> _WHAT TO PRODUCE_
Please identify every line in the rows below that contains the string "umbrella", and copy each of those lines.
-- Begin SUPPLIED MATERIAL --
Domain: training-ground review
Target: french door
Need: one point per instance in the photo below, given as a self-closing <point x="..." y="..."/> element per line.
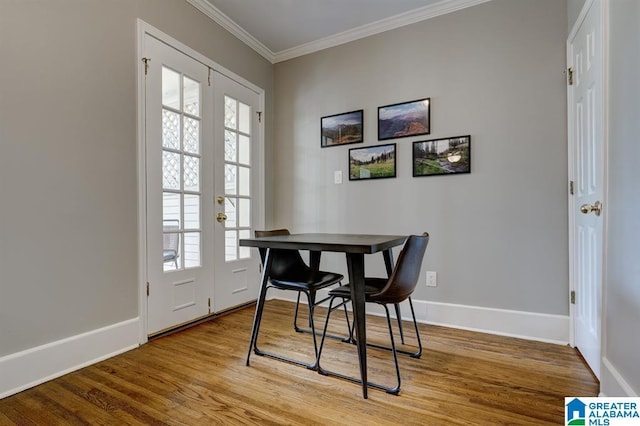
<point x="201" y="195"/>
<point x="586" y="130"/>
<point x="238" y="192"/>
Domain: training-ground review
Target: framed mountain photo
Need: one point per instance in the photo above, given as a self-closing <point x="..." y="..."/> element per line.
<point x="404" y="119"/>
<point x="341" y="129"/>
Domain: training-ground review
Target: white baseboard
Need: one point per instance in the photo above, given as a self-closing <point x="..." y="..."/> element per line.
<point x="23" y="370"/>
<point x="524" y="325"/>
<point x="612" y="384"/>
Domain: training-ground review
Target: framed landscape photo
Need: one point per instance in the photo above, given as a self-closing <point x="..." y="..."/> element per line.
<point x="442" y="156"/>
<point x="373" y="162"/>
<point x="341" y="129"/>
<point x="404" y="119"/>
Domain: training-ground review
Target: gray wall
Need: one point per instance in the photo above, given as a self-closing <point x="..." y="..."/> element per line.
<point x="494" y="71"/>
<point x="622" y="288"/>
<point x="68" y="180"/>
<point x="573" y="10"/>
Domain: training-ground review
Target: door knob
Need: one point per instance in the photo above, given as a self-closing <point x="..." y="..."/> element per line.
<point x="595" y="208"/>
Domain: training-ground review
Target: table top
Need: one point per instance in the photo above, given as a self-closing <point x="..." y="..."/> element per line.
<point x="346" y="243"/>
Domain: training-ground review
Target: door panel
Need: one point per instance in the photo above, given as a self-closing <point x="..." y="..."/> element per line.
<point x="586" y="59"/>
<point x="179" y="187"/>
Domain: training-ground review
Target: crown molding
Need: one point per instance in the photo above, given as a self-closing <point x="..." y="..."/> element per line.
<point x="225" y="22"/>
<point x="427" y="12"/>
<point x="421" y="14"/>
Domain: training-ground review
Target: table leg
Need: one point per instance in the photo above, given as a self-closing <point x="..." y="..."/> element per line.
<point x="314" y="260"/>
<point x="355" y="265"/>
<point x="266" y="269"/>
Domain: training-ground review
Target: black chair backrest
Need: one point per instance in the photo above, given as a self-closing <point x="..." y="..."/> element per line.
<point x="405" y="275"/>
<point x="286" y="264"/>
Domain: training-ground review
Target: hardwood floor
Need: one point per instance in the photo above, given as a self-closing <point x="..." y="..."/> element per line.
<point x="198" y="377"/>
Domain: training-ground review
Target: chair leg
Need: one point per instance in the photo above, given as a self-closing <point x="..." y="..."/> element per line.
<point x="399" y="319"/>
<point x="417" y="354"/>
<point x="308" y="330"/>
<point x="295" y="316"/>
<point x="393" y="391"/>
-- End SUPPLIED MATERIAL --
-- Begin SUPPLIED MATERIAL --
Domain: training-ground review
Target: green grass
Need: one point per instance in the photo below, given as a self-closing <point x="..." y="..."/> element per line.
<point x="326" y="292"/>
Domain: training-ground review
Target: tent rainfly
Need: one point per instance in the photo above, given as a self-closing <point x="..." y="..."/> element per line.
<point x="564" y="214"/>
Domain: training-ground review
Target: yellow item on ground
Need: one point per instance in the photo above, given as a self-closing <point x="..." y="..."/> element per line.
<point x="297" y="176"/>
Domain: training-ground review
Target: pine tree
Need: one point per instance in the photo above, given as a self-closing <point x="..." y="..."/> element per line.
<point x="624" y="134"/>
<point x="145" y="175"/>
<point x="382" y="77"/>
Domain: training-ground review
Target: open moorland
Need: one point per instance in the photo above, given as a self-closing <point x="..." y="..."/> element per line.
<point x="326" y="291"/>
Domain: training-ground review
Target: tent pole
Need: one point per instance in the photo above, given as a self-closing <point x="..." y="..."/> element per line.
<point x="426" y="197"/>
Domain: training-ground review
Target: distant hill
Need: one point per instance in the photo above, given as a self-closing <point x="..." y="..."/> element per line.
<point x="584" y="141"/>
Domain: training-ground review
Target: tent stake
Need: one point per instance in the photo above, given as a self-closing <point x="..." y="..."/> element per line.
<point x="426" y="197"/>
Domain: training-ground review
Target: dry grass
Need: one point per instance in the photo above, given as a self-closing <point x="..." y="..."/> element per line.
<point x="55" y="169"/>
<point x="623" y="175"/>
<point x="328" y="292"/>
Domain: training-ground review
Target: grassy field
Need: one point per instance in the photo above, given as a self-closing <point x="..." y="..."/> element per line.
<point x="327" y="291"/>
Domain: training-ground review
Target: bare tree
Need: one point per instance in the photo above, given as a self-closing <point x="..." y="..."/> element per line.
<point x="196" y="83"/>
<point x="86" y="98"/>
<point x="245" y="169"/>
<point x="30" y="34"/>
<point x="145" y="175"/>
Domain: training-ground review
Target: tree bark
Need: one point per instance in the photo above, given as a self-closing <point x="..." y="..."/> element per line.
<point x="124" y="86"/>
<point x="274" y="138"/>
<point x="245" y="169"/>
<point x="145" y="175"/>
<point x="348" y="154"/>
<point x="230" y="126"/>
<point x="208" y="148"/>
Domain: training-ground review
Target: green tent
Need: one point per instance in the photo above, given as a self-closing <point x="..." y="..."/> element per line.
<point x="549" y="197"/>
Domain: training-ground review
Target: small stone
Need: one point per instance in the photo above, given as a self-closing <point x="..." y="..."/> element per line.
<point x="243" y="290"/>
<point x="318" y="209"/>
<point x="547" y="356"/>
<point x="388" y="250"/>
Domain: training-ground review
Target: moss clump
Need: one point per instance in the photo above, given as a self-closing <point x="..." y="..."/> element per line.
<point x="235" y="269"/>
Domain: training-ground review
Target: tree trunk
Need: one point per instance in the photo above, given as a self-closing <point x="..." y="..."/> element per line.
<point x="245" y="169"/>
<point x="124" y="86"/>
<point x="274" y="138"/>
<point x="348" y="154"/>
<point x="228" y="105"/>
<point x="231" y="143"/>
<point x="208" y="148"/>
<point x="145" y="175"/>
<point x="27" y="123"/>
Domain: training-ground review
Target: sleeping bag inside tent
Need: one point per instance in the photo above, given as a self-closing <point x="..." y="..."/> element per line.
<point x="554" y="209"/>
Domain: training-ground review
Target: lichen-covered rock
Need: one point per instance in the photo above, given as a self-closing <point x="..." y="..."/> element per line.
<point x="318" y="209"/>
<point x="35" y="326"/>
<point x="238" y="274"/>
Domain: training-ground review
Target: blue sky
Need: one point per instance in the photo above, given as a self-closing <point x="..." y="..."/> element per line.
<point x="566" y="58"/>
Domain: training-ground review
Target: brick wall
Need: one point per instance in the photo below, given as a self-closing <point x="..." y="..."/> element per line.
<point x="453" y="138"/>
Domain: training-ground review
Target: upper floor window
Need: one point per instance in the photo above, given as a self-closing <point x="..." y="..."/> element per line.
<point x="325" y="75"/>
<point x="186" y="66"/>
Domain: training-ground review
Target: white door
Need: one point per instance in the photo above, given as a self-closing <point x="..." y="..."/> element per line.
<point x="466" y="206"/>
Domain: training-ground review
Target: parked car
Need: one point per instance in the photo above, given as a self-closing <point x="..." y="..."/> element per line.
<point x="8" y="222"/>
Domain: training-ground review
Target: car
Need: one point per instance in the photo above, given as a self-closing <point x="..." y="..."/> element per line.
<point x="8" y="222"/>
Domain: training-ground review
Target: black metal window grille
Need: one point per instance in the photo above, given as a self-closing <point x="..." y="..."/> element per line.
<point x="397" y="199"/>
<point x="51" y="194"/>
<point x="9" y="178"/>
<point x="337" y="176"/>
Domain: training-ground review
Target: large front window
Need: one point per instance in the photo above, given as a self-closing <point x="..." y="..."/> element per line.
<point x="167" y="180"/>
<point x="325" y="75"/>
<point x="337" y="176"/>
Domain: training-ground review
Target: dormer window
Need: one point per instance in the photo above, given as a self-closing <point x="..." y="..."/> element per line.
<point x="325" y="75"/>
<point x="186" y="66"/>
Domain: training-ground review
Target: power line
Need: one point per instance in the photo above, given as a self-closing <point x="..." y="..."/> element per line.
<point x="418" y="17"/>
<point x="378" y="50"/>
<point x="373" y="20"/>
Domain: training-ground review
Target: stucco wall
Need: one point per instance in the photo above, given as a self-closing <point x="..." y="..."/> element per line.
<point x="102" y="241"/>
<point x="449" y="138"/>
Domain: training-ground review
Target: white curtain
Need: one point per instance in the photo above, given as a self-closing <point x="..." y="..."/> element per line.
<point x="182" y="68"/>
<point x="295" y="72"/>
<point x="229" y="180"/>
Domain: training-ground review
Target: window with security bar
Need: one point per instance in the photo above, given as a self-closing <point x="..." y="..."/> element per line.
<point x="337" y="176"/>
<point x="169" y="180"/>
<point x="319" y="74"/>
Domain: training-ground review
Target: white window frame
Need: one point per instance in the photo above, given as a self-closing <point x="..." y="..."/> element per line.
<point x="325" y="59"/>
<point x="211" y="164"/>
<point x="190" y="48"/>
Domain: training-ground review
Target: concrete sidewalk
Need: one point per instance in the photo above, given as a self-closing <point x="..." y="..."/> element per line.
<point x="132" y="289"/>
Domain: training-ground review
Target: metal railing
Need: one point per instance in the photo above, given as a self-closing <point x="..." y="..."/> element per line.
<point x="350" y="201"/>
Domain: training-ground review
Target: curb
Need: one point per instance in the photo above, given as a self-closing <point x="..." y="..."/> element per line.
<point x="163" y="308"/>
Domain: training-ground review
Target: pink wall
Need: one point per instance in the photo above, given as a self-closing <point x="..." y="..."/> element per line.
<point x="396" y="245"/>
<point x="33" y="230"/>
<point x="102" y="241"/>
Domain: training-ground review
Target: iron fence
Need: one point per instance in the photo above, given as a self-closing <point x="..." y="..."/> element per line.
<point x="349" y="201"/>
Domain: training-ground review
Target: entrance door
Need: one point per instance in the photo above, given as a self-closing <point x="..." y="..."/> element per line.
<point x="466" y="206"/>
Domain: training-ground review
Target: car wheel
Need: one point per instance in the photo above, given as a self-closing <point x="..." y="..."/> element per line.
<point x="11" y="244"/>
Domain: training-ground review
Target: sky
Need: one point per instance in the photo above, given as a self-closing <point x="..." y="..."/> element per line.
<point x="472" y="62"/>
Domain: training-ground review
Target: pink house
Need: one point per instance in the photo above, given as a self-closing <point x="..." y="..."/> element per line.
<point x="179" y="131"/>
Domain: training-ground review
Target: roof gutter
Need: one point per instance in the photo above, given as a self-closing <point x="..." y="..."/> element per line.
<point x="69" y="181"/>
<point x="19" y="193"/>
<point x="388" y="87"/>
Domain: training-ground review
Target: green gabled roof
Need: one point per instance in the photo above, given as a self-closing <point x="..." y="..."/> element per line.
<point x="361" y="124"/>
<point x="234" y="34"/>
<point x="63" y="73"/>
-- End SUPPLIED MATERIAL --
-- Begin SUPPLIED MATERIAL --
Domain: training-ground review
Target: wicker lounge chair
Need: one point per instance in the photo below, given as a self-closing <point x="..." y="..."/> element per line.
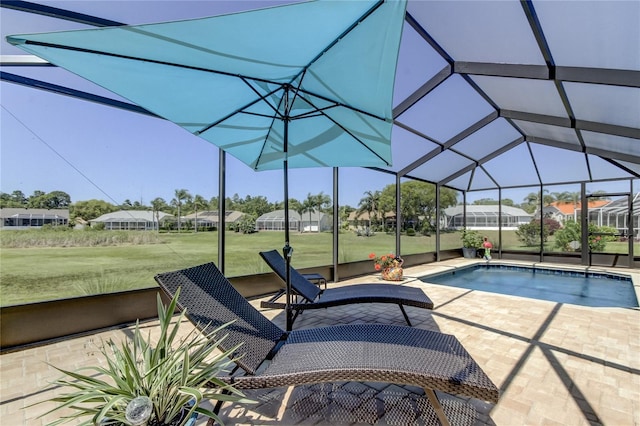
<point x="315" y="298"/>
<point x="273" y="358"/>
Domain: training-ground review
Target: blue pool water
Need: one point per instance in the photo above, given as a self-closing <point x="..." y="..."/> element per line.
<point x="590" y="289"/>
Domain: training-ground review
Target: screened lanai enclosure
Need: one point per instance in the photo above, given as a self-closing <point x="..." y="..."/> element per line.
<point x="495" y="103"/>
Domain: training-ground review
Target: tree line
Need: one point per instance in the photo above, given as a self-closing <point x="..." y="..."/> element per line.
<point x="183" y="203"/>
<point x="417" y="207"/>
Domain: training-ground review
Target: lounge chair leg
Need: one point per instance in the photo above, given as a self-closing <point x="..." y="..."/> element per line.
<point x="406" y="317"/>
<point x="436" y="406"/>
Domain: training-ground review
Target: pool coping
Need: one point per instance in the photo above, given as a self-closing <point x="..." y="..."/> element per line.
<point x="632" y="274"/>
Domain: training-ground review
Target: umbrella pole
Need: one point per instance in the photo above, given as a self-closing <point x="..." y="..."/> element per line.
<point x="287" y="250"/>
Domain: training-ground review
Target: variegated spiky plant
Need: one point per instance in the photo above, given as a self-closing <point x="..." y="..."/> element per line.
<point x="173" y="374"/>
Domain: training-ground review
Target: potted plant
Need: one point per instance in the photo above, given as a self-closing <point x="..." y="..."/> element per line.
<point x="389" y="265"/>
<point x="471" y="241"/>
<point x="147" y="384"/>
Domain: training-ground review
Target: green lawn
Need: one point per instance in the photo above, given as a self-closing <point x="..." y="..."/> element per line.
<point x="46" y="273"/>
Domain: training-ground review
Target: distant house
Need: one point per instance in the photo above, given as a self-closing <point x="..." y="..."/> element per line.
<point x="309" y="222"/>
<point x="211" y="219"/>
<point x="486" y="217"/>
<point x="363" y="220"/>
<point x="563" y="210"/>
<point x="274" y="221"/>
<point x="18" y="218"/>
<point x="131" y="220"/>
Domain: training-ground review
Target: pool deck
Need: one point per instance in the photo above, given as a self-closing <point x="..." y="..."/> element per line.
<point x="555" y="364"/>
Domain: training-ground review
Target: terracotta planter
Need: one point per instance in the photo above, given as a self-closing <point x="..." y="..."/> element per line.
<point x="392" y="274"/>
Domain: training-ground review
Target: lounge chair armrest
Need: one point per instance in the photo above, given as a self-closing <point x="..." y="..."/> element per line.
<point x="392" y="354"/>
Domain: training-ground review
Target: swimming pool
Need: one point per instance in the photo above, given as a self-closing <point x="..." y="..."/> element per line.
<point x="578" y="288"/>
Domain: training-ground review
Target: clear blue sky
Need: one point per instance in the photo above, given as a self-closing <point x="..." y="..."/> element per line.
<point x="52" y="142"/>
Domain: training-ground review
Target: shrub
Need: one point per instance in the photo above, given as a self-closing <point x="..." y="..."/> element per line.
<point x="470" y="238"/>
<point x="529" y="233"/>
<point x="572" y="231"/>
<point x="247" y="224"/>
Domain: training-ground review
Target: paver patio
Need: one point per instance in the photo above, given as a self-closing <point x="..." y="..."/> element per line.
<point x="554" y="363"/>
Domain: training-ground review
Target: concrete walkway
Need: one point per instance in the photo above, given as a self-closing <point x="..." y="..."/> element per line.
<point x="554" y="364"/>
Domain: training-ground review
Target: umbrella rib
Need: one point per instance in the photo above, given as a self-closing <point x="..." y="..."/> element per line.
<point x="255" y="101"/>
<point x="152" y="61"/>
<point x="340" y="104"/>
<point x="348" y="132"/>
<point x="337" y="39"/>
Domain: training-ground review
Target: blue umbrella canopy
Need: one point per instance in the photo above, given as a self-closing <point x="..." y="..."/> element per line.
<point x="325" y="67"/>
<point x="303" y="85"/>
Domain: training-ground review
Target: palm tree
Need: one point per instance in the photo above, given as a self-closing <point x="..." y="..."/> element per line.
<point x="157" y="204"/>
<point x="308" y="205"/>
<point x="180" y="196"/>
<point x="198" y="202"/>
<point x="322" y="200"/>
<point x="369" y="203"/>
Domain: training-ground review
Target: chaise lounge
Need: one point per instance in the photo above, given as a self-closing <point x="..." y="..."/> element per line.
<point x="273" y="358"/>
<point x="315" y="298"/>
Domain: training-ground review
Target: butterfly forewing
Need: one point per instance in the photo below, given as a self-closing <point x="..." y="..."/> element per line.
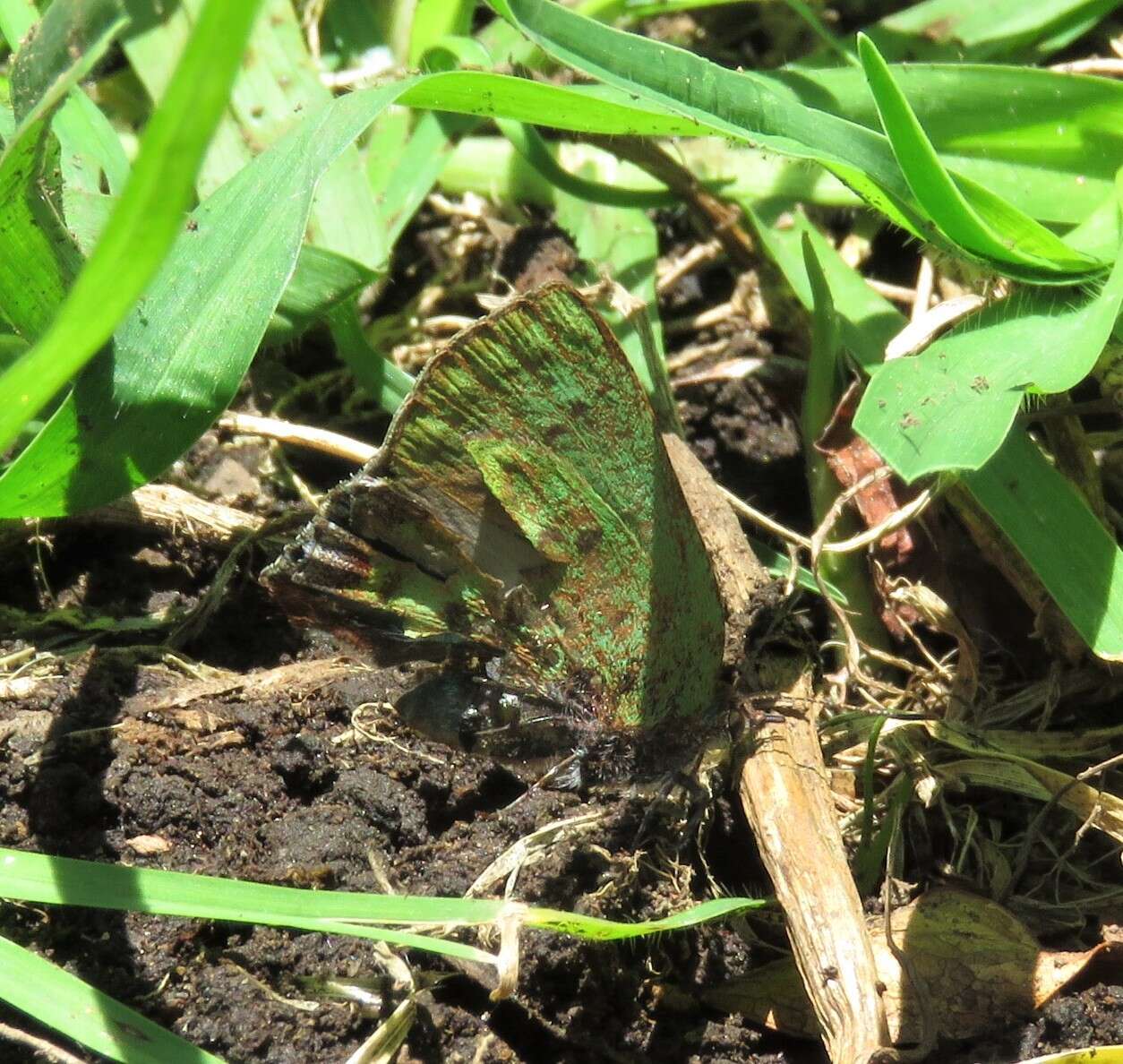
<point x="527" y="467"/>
-- End SUPPLIED MATERIAL --
> _SOLUTION FOR THIS EXERCISE_
Target: umbrella pole
Target: umbrella rib
Target: blue umbrella canopy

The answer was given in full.